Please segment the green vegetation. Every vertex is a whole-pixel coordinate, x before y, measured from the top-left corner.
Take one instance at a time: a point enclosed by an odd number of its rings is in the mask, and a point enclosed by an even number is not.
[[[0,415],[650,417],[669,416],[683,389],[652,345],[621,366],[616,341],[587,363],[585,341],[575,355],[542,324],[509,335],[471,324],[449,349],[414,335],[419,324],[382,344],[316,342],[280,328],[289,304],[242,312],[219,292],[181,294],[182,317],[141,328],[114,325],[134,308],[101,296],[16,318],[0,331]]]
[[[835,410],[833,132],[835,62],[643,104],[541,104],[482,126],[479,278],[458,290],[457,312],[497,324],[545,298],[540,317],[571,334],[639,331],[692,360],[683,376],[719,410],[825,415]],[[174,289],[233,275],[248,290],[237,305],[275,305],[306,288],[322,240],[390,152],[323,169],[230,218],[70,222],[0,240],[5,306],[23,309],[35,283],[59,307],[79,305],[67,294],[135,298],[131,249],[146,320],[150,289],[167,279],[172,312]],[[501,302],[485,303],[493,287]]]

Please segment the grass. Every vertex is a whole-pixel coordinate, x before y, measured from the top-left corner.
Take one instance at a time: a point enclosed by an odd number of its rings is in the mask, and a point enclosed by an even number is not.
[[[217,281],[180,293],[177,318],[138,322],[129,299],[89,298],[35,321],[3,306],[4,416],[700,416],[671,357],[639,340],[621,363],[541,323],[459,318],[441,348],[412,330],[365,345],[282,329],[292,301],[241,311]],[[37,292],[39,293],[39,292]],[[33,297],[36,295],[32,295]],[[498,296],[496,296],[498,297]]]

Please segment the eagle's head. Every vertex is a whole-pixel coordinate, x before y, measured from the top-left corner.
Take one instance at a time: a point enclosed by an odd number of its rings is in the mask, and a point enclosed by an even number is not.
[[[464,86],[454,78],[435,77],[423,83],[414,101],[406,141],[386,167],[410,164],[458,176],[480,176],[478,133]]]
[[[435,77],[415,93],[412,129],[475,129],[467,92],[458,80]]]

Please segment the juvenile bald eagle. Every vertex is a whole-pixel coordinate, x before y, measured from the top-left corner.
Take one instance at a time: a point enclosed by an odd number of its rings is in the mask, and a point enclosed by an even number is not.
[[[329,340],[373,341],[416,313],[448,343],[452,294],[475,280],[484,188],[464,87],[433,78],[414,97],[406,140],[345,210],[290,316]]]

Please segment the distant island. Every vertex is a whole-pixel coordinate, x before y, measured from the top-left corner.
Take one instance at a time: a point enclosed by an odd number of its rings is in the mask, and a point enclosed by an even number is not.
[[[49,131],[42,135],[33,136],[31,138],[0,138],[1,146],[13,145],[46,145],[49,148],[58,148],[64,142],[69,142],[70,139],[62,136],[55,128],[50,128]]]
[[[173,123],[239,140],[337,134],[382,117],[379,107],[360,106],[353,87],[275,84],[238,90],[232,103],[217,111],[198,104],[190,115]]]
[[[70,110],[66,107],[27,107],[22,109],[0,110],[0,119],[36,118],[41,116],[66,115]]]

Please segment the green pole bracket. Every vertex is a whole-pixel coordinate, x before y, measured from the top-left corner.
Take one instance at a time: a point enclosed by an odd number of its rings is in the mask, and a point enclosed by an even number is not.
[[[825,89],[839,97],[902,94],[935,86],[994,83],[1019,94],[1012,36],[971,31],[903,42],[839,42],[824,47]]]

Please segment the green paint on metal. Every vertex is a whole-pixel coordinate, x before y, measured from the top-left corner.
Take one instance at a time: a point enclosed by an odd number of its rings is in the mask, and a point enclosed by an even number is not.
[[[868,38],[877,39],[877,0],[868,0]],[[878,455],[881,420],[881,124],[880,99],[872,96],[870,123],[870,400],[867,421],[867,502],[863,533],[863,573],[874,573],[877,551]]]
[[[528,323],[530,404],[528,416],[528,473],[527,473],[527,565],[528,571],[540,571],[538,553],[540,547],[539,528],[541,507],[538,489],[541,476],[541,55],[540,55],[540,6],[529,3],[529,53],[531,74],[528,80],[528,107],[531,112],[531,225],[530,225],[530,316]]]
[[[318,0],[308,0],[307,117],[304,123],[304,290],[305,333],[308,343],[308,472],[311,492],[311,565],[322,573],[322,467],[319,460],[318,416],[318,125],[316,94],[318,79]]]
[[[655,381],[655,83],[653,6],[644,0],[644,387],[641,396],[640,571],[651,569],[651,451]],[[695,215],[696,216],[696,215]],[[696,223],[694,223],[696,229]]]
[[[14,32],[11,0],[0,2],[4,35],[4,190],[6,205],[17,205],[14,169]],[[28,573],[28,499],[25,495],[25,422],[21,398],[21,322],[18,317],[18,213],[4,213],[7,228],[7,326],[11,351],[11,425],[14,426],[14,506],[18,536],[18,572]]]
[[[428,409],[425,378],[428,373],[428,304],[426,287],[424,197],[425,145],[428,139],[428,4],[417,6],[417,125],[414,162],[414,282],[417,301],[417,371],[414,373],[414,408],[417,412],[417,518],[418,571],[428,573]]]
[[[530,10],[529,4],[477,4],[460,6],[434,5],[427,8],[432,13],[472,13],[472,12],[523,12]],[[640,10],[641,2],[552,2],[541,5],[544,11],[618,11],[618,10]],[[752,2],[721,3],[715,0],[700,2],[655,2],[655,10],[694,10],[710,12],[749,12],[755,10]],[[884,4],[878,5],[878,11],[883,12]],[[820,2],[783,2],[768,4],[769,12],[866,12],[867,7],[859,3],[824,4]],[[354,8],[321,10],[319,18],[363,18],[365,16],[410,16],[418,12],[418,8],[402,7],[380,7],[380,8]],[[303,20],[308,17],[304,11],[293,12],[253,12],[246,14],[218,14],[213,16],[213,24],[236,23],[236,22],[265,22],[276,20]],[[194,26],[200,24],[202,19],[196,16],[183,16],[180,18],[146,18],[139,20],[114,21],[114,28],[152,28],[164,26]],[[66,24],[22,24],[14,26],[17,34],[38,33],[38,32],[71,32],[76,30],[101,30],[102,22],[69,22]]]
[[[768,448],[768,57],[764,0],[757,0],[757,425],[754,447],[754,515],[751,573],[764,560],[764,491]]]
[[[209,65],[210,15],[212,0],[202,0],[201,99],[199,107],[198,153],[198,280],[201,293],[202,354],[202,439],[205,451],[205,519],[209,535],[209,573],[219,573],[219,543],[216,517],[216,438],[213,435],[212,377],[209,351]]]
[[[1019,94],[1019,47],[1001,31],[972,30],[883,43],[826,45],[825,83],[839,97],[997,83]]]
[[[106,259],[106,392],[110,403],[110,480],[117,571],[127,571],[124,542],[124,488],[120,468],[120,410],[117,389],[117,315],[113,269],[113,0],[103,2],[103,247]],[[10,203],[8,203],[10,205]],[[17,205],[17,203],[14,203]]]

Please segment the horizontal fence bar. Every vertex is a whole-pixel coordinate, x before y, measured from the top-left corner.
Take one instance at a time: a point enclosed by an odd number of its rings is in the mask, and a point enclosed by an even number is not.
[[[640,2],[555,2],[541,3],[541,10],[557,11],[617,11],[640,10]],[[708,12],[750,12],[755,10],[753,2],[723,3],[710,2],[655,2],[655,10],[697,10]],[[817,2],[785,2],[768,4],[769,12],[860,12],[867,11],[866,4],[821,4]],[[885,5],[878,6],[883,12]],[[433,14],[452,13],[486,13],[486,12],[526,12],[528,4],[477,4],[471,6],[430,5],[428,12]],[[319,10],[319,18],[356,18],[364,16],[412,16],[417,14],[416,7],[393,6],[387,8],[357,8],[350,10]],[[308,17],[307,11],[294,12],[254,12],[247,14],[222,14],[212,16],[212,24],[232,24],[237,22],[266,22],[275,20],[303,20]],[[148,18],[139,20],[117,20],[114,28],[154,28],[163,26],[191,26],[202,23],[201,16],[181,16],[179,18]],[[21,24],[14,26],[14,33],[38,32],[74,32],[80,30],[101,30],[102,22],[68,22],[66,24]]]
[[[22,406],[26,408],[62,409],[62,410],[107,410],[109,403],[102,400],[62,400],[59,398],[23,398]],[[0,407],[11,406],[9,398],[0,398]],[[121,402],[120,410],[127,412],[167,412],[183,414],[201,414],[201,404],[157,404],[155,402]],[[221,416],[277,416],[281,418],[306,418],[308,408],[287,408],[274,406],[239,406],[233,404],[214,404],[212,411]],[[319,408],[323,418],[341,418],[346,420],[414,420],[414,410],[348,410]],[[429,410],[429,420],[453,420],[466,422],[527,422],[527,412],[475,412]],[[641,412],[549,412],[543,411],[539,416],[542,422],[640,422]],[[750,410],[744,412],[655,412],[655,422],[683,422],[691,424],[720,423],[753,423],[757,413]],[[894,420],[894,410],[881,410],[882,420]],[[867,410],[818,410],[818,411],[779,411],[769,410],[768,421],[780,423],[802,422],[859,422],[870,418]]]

+ + +

# WHAT THIS TASK INVOLVES
Please go through the data and copy each line containing the word "pixel".

# ANSWER TO THE EXERCISE
Please segment the green vegetation. Every vertex is a whole-pixel coordinate, x before y, measured from the top-left corner.
Please segment the grass. Every vertex is a whole-pixel coordinate, x before y, measured from the top-left corner.
Please segment the eagle's head. Every vertex is a whole-pixel coordinate, x before y, measured from the top-left corner.
Please segment the juvenile bald eagle. Every vertex is a whole-pixel coordinate, x before y, measured from the top-left corner.
Please segment the distant island. Every vertex is a whole-pixel coordinate, x before y, measured from the top-left corner.
Please segment the green pole bracket. Every vertex is a whole-pixel coordinate, x before y, measured from the top-left corner.
Please segment the green paint on metal. Every vertex is a whole-pixel coordinate, x before y, measured from the top-left corner.
Please segment the horizontal fence bar. Every vertex is a whole-pixel coordinate, x before y, measured from the top-left corner.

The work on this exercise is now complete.